§ **Data entries**:
= = =

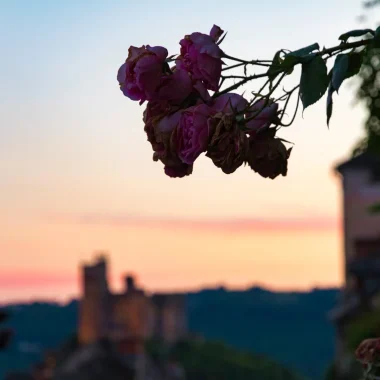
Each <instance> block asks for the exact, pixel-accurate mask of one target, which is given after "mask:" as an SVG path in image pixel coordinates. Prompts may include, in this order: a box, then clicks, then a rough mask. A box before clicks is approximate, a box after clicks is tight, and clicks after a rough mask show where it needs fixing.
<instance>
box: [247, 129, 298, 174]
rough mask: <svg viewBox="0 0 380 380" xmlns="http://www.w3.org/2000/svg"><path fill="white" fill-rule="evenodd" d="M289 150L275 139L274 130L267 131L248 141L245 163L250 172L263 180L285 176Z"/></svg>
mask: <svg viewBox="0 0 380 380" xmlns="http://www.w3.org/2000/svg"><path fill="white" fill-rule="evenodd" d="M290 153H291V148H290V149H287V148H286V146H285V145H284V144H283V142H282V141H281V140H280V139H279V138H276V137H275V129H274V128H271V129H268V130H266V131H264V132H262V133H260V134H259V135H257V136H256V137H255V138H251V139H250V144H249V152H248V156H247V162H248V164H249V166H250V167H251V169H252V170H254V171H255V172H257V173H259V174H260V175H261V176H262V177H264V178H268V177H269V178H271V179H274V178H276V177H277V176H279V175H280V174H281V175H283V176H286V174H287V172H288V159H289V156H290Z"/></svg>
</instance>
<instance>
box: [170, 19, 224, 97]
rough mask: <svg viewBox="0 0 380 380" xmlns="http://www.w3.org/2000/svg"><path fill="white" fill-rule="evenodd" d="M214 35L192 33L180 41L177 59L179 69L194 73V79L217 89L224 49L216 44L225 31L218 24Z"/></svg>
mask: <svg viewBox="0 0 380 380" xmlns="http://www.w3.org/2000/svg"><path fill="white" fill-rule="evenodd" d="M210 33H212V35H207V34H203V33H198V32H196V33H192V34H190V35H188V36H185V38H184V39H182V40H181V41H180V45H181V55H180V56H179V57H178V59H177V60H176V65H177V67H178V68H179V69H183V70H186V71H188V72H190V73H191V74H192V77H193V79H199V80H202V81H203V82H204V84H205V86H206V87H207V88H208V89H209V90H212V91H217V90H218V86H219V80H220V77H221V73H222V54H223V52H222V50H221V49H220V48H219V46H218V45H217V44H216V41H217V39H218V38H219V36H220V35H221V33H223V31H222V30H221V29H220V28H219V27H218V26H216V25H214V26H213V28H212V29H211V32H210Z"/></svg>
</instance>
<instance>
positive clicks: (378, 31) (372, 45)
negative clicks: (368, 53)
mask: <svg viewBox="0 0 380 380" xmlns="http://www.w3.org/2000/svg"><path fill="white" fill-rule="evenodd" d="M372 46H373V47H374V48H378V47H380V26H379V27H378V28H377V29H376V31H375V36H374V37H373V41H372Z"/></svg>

= = =

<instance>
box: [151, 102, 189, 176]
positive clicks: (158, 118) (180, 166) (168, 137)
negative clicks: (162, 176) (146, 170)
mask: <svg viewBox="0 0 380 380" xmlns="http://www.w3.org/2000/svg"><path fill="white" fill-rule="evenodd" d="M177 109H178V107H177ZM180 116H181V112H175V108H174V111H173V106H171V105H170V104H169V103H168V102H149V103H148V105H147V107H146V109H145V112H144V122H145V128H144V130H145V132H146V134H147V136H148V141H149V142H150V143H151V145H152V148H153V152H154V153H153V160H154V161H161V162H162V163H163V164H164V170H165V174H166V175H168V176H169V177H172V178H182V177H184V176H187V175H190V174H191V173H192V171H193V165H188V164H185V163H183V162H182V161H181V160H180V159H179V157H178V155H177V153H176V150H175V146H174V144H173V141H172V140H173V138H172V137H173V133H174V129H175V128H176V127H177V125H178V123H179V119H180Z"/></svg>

= = =

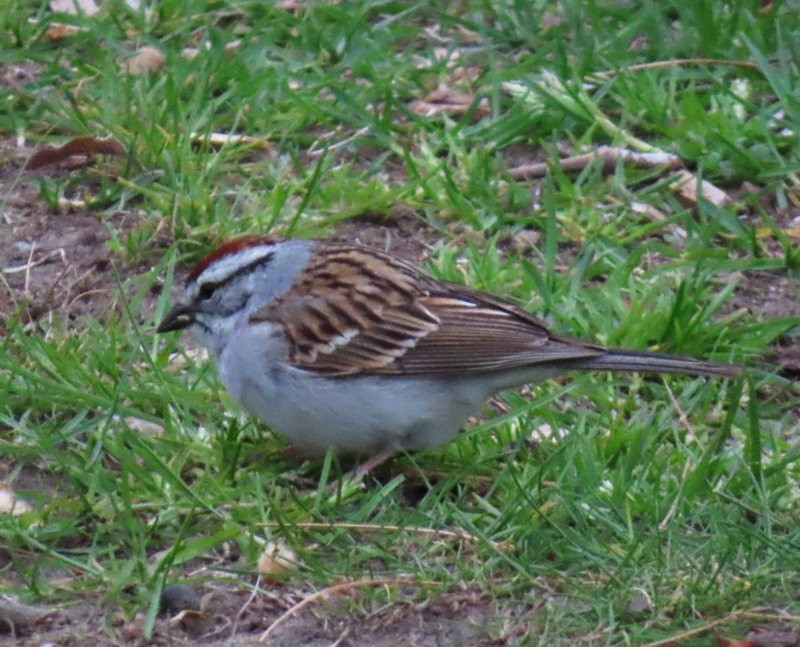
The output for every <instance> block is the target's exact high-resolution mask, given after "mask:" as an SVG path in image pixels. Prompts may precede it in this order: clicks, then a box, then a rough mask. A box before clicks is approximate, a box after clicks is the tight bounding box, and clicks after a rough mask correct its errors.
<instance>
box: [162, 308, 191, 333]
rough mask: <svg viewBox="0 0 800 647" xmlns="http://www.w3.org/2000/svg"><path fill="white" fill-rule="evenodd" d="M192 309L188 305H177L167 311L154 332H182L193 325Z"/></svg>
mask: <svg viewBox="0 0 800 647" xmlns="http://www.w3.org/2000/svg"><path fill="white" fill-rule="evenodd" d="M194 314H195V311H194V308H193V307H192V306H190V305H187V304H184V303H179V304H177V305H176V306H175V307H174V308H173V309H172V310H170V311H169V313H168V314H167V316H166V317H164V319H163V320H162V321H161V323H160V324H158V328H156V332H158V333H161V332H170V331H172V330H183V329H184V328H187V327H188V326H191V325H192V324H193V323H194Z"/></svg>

= = =

§ **Your goal**:
Reproduce the items unchanged from the line with "The output for" to the line with "309L188 305H177L167 311L154", both ends included.

§ **Finished exercise**:
The output for every <instance> block is the target's exact high-resolution mask, given after "mask:" as an SVG path in image pixels. Prompts may precede it in this order: clicks, then a box, then a rough mask. A box before clicks is approximate, a box after clicks is the tight bounding box, and clicks after a rough mask correct its errors.
<instance>
box: [162, 308, 191, 333]
rough mask: <svg viewBox="0 0 800 647" xmlns="http://www.w3.org/2000/svg"><path fill="white" fill-rule="evenodd" d="M192 309L188 305H177L167 311L154 332H182L193 325Z"/></svg>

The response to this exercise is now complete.